== Work to complete ==
Give every line below again, exactly.

[Records contained in a dataset]
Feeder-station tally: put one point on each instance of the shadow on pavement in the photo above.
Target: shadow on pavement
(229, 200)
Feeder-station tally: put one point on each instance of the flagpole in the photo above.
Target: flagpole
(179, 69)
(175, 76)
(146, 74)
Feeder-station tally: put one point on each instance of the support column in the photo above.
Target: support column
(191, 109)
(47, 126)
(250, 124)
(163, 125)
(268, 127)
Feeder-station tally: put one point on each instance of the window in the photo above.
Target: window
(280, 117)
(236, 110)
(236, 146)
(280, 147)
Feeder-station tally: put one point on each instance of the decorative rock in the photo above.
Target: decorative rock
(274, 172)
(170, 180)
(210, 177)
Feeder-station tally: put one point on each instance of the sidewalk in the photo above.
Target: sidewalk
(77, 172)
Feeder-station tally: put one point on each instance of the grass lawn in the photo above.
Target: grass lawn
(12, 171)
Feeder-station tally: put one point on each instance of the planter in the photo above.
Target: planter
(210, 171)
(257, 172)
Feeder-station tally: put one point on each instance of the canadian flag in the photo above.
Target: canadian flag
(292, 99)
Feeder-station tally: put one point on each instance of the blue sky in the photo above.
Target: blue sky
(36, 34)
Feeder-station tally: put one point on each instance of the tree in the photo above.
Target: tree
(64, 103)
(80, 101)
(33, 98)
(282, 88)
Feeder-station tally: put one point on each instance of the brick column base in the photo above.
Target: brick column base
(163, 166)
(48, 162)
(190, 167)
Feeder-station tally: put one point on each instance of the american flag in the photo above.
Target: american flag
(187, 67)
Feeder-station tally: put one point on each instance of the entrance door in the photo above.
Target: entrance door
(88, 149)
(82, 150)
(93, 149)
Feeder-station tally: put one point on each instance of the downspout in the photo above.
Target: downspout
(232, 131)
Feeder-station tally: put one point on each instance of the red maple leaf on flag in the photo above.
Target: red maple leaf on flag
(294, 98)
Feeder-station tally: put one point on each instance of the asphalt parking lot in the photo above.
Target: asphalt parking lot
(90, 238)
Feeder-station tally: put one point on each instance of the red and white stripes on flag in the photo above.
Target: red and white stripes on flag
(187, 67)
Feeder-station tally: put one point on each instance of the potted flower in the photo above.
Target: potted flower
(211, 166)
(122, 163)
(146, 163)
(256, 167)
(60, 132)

== Reply ==
Feeder-station tally: put one point on each instance of the shadow on pavement in the photo above.
Target: shadow on pavement
(229, 200)
Feeder-station tally: put one point on each instance of the flagpole in the photo above.
Target: flagpole
(179, 69)
(175, 76)
(146, 74)
Feeder-station tally: put one point on each instance of the support column in the photo above.
Target: support column
(191, 109)
(47, 126)
(250, 124)
(163, 125)
(268, 127)
Feeder-station tally: put one point on each instance of the window in the photo above.
Target: window
(280, 117)
(236, 110)
(236, 146)
(280, 147)
Feeder-station tally: put one point on each instance of the decorative rock in the photo above.
Target: decorative rock
(274, 172)
(170, 180)
(210, 177)
Feeder-station tally: put one point on each instance of the sidewalk in the photo above.
Target: sidewalk
(77, 172)
Feeder-station tally: put one point on each instance of the grass lawn in the photo above.
Target: grass lawn
(12, 171)
Feeder-station tally: put one point on each instance of the planter in the photo above.
Target: planter
(210, 171)
(257, 172)
Feeder-station tally: put one point on each instance of the canadian flag in the photo above.
Target: canadian flag
(292, 99)
Feeder-station tally: put one point on each instance of the blue sky in the photo above.
Target: blue sky
(36, 34)
Feeder-station tally: put one point on each instance of the tree in the photo above.
Target: tree
(64, 103)
(80, 101)
(33, 98)
(282, 88)
Feeder-station tally: put one point on each instance of the brick column base in the photo above.
Target: brick column base
(163, 166)
(48, 162)
(190, 167)
Feeder-station tally: put one point on each instance of the american flag in the photo above.
Target: american flag
(187, 67)
Feeder-station tally: put one point on each instance of the entrance door in the photo above.
Target: entrance door
(88, 149)
(82, 150)
(93, 149)
Feeder-station tally: put one point on each instance of the downspout in the photo above.
Target: downspout
(232, 131)
Feeder-station tally: put one point on each instance of the red maple leaf on flag in the photo above.
Target: red maple leaf on flag
(294, 98)
Feeder-station tally: put one point on each instance of the asphalt parking lot in the photo above.
Target: asphalt parking lot
(90, 238)
Feeder-station tally: put one point on each instance of the red and white stripes on flag in the photo above.
Target: red and white stripes on flag
(187, 67)
Feeder-station tally: put one point on each instance of the potted flower in the photo above.
Target: potted flower
(211, 166)
(122, 163)
(146, 163)
(256, 167)
(60, 132)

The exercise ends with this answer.